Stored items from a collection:
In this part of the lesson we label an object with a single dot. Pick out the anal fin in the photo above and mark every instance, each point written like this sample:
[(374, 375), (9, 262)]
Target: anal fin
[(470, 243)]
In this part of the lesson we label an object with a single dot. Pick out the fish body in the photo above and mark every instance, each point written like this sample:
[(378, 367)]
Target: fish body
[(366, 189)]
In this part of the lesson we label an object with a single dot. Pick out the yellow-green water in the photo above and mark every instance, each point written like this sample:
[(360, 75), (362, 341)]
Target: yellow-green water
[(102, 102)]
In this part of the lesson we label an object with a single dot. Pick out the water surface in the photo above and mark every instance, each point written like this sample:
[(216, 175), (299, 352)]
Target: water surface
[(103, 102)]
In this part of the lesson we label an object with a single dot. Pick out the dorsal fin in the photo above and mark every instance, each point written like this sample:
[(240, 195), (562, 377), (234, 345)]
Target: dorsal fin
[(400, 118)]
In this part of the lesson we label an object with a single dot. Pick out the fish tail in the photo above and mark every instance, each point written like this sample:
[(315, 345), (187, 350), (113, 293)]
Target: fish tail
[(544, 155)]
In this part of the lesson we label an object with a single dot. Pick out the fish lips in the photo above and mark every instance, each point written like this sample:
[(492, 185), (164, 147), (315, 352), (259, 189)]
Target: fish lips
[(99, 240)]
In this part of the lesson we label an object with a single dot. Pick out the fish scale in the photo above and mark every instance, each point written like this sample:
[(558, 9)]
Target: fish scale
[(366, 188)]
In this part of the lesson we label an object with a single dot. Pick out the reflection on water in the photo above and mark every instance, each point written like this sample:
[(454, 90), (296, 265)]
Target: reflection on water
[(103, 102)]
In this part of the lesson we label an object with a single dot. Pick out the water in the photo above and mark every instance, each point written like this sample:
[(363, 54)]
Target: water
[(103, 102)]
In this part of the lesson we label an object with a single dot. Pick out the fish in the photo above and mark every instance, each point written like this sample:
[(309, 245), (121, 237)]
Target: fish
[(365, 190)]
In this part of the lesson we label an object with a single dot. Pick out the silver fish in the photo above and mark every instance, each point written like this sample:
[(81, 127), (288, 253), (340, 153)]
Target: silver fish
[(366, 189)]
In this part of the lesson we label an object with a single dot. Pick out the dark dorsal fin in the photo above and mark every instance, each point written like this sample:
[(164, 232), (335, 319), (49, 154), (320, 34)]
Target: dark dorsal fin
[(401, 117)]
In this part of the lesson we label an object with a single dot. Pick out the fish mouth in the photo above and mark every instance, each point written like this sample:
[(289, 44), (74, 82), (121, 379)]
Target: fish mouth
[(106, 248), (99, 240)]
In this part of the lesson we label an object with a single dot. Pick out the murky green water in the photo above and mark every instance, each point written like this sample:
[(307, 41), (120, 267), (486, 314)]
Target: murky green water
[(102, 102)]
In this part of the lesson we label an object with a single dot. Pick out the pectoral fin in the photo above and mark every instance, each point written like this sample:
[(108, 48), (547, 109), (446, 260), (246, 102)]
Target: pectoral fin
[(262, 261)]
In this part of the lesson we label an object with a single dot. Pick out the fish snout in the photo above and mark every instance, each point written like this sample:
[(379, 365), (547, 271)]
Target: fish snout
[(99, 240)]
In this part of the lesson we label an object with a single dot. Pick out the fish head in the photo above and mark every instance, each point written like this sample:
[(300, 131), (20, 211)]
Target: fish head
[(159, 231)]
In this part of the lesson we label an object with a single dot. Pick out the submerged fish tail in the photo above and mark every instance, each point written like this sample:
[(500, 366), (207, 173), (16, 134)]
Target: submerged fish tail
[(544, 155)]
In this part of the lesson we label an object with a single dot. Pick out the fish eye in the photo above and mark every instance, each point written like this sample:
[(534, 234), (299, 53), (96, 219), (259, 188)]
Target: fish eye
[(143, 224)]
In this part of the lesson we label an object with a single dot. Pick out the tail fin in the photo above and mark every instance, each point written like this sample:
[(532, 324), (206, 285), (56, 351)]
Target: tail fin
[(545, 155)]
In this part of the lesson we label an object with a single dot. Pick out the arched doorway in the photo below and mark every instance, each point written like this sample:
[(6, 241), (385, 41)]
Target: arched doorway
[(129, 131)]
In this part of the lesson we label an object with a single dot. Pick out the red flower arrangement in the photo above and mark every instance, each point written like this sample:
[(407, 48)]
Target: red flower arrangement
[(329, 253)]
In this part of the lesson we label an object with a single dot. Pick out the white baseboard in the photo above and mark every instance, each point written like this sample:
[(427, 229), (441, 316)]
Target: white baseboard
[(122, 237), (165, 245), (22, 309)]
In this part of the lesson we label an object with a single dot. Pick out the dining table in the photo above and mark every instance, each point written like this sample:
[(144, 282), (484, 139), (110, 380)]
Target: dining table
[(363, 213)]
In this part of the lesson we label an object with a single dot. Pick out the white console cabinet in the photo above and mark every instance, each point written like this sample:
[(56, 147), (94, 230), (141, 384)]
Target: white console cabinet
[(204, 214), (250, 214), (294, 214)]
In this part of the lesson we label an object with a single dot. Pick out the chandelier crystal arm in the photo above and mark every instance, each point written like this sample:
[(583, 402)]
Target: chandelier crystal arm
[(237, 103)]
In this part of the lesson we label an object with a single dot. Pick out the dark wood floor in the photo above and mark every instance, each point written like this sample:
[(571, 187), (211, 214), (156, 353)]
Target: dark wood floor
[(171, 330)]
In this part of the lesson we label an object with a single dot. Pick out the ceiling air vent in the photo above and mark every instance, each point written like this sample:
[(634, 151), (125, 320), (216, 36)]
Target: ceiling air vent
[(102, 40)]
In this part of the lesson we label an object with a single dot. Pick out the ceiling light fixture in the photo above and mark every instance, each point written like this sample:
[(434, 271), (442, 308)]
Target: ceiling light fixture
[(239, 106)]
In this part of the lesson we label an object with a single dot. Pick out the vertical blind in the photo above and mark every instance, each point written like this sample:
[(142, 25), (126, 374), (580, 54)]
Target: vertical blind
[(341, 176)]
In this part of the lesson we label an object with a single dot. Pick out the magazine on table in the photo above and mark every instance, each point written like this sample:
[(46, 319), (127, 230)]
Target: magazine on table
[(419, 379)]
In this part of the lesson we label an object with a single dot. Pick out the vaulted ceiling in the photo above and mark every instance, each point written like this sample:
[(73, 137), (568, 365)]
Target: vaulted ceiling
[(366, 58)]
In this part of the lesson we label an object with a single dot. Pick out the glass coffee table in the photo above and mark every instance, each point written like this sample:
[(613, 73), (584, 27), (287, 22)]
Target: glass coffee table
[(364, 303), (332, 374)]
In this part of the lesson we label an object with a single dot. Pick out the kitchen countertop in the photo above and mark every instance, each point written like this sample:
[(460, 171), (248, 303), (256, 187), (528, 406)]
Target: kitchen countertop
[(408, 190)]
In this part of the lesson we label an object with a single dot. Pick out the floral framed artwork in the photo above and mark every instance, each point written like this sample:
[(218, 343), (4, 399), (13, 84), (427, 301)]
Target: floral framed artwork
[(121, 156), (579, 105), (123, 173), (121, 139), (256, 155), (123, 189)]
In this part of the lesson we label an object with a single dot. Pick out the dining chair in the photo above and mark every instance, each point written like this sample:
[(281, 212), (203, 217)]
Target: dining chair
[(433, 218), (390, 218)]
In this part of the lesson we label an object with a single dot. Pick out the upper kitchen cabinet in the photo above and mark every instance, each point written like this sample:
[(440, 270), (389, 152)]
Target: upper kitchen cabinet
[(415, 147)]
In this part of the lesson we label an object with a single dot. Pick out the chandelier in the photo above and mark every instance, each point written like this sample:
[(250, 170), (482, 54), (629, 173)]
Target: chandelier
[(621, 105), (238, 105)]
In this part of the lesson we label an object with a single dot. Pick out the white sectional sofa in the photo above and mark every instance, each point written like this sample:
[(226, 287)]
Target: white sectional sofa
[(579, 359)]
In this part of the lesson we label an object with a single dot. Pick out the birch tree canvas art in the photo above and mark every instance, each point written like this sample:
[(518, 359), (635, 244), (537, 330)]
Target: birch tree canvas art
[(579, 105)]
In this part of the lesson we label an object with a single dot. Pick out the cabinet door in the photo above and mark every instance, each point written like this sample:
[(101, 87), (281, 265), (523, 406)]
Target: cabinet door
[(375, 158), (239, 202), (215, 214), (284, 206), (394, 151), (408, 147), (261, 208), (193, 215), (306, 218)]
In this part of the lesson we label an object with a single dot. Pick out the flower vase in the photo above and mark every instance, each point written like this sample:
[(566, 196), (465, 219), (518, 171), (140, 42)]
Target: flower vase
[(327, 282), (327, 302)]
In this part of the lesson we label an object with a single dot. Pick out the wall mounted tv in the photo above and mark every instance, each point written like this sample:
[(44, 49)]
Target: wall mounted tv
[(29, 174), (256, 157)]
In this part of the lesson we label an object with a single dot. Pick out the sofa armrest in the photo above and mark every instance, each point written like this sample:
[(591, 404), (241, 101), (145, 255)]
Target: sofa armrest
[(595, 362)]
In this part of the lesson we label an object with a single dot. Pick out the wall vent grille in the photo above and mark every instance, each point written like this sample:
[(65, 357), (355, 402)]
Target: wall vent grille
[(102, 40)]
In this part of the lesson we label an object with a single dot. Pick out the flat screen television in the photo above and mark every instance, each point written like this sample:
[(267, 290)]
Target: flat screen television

• **Your instructions**: For the lines above, output exactly those from the line containing "Target: white console cabinet" through the line containing "the chandelier crystal", and skip the others.

• **Response below**:
Target: white console cabinet
[(204, 214), (250, 214), (294, 214)]
In this part of the lesson we label an object with a single dot. Pick out the chandelier crystal arm in the photo above and mark every instance, each point written like this sample:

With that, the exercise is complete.